> GIVEN INSTRUCTION A:
Filter the rows below for every line that contains the string "strap", and copy each such line. Case counts, so uppercase and lowercase letters must match.
====== TEXT ======
Amazon settled fairly quickly: http://arstechnica.com/business/2009/10/amazon-stipulates-te...

The most interesting/relevant bit from the article "In it, Amazon's attorneys agreed to legally binding terms that describe its content deletion policy. When it comes to blog and periodical content, as well as software, Amazon retains the right to perform a remote delete. But when it comes to books, deletions will only occur under a limited number of circumstances: failed credit card transactions, judicial orders, malware, or the permission of the user."

Perhaps I'm not reading this correctly, but it looks to me like Amazon does not hold the right to delete books in the case of a ToS abuse, which means that they shouldn't have deleted the books in this case.
IIRC that case was based entirely in the US. As somehow Amazon UK seem to be involved in this case too, it's possible that those agreements don't apply to this case.
I would have thought the same. Perhaps the 'Amazon' that is bound under this settlement is a different corporate entity as the 'Amazon' in this case. E.g. Amazon.com vs. Amazon.co.uk
As a tangent, I hate how trademark law protects the "Amazon" brand for book sellers, but there are 2 different companies. I think that if the company wants to keep a trademark, then any company that uses/is licenced that trademark is legally counted as the same company. This way Joe Soap, upon seeing the "Amazon" trademark, is not able to screwed around by corporate structure shenanigans. Or Amazon Ltd. have the choice of giving up the trademark.
======
> GIVEN INSTRUCTION B:
According to the discussion above, why might the settlement's terms not apply to the case being debated? Answer in one to three sentences.
====== SUPPLIED RECORDS ======
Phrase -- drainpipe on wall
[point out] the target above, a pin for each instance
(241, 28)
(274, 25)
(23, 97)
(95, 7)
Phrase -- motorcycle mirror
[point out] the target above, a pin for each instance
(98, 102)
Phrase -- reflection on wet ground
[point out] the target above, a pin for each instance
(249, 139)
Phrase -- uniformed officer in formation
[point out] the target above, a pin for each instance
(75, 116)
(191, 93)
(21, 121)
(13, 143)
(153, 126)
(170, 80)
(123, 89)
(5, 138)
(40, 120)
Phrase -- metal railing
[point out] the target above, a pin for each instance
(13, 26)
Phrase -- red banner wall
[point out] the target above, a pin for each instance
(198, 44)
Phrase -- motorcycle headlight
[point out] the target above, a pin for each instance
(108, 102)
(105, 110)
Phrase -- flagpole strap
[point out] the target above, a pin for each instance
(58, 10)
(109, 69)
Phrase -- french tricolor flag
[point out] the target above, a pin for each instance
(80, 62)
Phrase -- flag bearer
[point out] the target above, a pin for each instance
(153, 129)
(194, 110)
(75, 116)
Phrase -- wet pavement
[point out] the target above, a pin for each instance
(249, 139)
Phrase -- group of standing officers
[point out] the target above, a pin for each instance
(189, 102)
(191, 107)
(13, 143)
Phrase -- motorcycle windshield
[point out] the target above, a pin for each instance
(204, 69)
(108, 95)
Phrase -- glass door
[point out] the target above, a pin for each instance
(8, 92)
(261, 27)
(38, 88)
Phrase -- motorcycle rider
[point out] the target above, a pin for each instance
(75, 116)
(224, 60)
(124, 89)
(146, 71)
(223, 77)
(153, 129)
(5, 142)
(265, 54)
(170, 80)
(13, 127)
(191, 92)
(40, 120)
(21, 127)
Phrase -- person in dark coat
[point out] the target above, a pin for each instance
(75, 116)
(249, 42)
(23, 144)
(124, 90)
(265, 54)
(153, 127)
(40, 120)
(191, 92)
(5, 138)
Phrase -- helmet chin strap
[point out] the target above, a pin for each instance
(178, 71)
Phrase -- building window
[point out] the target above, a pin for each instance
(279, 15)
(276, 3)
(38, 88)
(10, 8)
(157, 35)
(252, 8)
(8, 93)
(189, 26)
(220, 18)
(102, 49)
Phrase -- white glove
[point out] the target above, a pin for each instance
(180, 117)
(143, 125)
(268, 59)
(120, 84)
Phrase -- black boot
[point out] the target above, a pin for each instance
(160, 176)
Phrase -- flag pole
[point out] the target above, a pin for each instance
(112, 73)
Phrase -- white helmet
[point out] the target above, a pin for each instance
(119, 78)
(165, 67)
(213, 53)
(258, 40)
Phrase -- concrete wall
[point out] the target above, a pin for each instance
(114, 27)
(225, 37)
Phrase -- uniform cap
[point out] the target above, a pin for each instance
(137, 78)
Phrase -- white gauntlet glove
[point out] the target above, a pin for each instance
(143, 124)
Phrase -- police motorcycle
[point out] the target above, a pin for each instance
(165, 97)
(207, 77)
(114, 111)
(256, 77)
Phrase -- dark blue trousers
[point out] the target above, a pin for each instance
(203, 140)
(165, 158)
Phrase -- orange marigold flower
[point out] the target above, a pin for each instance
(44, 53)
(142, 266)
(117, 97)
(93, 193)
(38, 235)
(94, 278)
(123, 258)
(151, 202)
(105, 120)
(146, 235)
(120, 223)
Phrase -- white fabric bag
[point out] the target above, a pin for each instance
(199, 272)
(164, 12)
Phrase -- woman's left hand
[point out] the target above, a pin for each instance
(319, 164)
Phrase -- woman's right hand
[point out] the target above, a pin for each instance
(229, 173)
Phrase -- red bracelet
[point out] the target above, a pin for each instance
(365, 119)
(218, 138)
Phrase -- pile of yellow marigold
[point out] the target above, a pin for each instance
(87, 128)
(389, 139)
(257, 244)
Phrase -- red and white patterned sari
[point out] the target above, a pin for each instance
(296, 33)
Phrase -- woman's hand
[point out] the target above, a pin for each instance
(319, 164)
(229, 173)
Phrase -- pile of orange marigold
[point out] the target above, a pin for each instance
======
> COMPLETE ANSWER A:
Phrase -- flagpole strap
Phrase -- helmet chin strap

> COMPLETE ANSWER B:
The earlier case was based entirely in the US, while Amazon UK appears to be involved in this one. A commenter adds that the "Amazon" bound by the settlement may be a different corporate entity from the one in this case, such as Amazon.com versus Amazon.co.uk.